[EXCERPT PROVIDED]:
------------------------------
Yonatan Cohen:So the first thing that you could call a quantum computer, I would say, was built in, in 99, in 1995. And that was the simplest quantum computer that you can build. It's made of two qubits. where you could actually make an operation between those two qubits, because you can have a single qubit people have before that. But unless you know, you can show that you have two qubits, and you can intend entangle them, meaning you can form an operation that will make them be in a superposition of their combined states that you cannot reach without having them interact with one another, then you don't really have a universal quantum computer. So the first time people built a universal quantum computer was in 1995, with trapped ions. So that that was a major achievement. And since then, things have improved a lot. And we're now at hundreds of qubits.
Aaron Moncur:So well, what what does a quantum computer look like? I mean, is it completely different than, you know, the typical PC that we use? Now? What what are some of the core components inside a quantum computer?
Yonatan Cohen:Yeah, so they look very different today. Maybe it will change one day, but right now, they're to begin with, they're very large, they're very still kind of, you know, kind of look looking like almost like computers used to look when, you know, 60 years ago, okay, or Yeah. So it looks like a lab, because it's, it's still, it's still in the lab, in some sense. So, there are many different ways to implement qubits. So depending on how you implement your qubits or quantum computer is going to look very different if you're, if you're implementing your qubits using superconducting qubits, and this is what most of the big companies like IBM, Google, AWS are doing, then the the the qubits sit on a chip. So in this sense, it looks similar to a regular chip. But this chip needs to be cooled down to extremely low temperatures. So what you typically see if you don't open Google, if you Google, a quantum computer, you typically see a refrigerator. Inside of a refrigerator, it's a very cool refrigerator, it looks very neat, it looks like a like a chandelier or something. If you Google it, you'll see it but and that's actually the cooling system to cool down those chips to temperatures that are close to absolute zero, so that that ship actually behaves in a quantum manner. When we do that, that's one way that the quantum computer looks like. The other way, if you if you make your qubits from ions or atoms, then typically you will have a vacuum chamber in which you have the ions or atoms trapped in it and sort of trapped in a vacuum with lasers. And around that vacuum chamber, you'll have tons of lasers and mirrors and all kinds of optical equipment that is used to send the laser beams to the the ions or atoms to control them to perform the operations on them. So so these are okay, these are kind of the two main examples for how a quantum computer would look like either it's a fridge, or it's a vacuum chamber, surrounded by mirrors and optical components.
------------------------------
[DATA PROVIDED]:
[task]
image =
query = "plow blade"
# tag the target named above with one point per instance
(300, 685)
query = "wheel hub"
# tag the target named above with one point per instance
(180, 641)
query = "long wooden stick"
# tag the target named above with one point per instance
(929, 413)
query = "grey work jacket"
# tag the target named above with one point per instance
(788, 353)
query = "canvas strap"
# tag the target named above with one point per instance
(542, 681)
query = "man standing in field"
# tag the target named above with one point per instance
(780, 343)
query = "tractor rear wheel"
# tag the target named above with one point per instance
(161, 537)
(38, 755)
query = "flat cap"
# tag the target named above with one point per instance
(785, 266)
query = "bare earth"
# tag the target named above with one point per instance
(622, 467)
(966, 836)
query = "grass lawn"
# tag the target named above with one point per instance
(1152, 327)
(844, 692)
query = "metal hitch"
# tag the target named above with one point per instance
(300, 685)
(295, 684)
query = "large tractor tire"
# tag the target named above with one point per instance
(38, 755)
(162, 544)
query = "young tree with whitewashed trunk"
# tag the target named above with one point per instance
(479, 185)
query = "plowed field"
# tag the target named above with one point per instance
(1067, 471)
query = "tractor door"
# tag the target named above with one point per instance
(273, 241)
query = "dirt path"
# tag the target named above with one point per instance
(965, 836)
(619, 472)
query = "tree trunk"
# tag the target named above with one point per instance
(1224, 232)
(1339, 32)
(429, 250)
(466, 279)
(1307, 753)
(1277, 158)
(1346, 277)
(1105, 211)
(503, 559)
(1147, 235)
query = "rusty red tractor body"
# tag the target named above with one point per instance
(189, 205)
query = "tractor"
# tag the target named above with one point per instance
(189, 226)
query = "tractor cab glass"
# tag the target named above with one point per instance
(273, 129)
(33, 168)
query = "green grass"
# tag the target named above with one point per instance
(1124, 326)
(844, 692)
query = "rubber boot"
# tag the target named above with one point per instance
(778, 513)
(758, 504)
------------------------------
[TASK REQUIREMENTS]:
1. Which companies does the quantum computing discussion name as implementing qubits with superconducting qubits?
2. Answer these questions from the quantum computing discussion:
(a) In what year was the first universal quantum computer built, and with what kind of qubits?
(b) What does the refrigerator that cools superconducting chips look like, according to the speaker?
(c) In what are ions or atoms held when they are used as qubits?
The entries come from a different source than the quantum computing discussion.

[CORRECT ANSWERS]:
1. IBM, Google, AWS

2.
(a) 1995, with trapped ions
(b) A chandelier
(c) A vacuum chamber, where lasers trap them